What you will do →
• a. From the blog post about the keepsake box, list the things the writer says have been kept there "since elementary."
• b. Write the next part of the blog post about the keepsake box, starting after its last sentence.

Source extract →
——————————

Wednesday, September 3, 2008



I have this box, since elementary this is where I keep all the letters, gifts and souvenirs I got from friends. So to sum it up this box has been with me for the last 15 years. One day I've decided to take a look at it then reread all that is kept there when suddenly i found something that surprised me it was a simple drawing of the permanent tissues of plants, I thought that there isn't any special thing bout it but when i looked closer i have said that it was indeed special. the drawing was done by my greatest crush in high school. it made me think that i maybe have really loved the guy cause i could have trashed out that page from my biology notebook but i did not, and it has been in my keeping for 11 years now.

right after i saw the drawing i couldn't help but reminisce about him. he has these beautiful eyes that always made my day then, so beautiful that it smiles on its own and when it does it brought me a feeling of extraordinary serenity.

the question you're maybe asking is where is he now. January this year, that was after 9 years of not seeing each other, my best friend went to our house with him. i couldn't explain the feeling and as always i really could not look him straight in his eyes when we talked, haaAAyy! we have been texting each other from then on and we eventually became lovers on February 15 but sadly he left for abroad the next day. yah long distance relationship...!

——————————

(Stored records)

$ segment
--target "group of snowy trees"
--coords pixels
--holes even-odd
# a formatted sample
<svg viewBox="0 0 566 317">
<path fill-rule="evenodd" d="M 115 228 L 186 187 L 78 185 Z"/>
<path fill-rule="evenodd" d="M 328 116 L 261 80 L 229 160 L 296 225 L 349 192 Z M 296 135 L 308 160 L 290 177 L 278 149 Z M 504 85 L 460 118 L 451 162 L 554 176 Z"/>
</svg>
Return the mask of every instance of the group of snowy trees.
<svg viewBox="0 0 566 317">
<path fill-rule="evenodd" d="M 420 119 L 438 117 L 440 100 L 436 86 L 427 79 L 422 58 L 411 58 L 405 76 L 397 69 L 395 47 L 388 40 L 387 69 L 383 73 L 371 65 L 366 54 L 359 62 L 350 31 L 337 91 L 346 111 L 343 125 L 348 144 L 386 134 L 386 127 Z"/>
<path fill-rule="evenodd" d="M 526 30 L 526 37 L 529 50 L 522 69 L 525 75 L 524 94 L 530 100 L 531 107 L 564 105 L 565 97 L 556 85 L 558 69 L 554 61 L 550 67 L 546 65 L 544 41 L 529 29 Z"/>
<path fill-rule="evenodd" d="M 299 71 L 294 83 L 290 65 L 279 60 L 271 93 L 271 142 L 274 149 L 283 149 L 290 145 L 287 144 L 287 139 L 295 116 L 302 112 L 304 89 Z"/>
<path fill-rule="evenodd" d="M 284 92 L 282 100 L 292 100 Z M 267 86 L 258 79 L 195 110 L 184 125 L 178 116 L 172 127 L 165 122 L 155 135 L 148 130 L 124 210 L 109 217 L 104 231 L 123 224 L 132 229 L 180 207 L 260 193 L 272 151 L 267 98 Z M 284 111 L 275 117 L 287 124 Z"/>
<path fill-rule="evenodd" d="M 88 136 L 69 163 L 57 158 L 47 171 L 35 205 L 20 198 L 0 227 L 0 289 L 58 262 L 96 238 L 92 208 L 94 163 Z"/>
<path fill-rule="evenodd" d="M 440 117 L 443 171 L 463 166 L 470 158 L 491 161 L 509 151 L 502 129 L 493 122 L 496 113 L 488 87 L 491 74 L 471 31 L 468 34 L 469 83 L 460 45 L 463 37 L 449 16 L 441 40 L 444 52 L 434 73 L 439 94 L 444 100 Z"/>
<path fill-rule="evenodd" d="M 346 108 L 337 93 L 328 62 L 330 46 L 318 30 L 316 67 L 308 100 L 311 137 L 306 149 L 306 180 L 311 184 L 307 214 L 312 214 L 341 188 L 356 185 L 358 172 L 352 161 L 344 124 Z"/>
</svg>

——————————

Set of answers →
• a. Letters, gifts and souvenirs from friends.

• b.
the relationship has been a roller-coaster ride, we would always fight and sometimes over nonsense things. it has been a very difficult relationship but we knew that love was already there it was true and we held on to it. unfortunately just this august we broke up, I'm not sure if it's because the holding on wasn't that tight or maybe ne of us just realized that sometimes letting go can do good also.

now i am trying so hard to make my way out of the breakup process easily but hell it's so impossible!! i still miss him and i really love him. just like that drawing i kept, after 11 years it surfaced, he surfaced. but now that i lost him i will still keep that drawing, for 10 or 20 years more, it doesn't matter anymore because keeping it is like keeping him. we never know maybe someday i may look at it again then i may have him back again.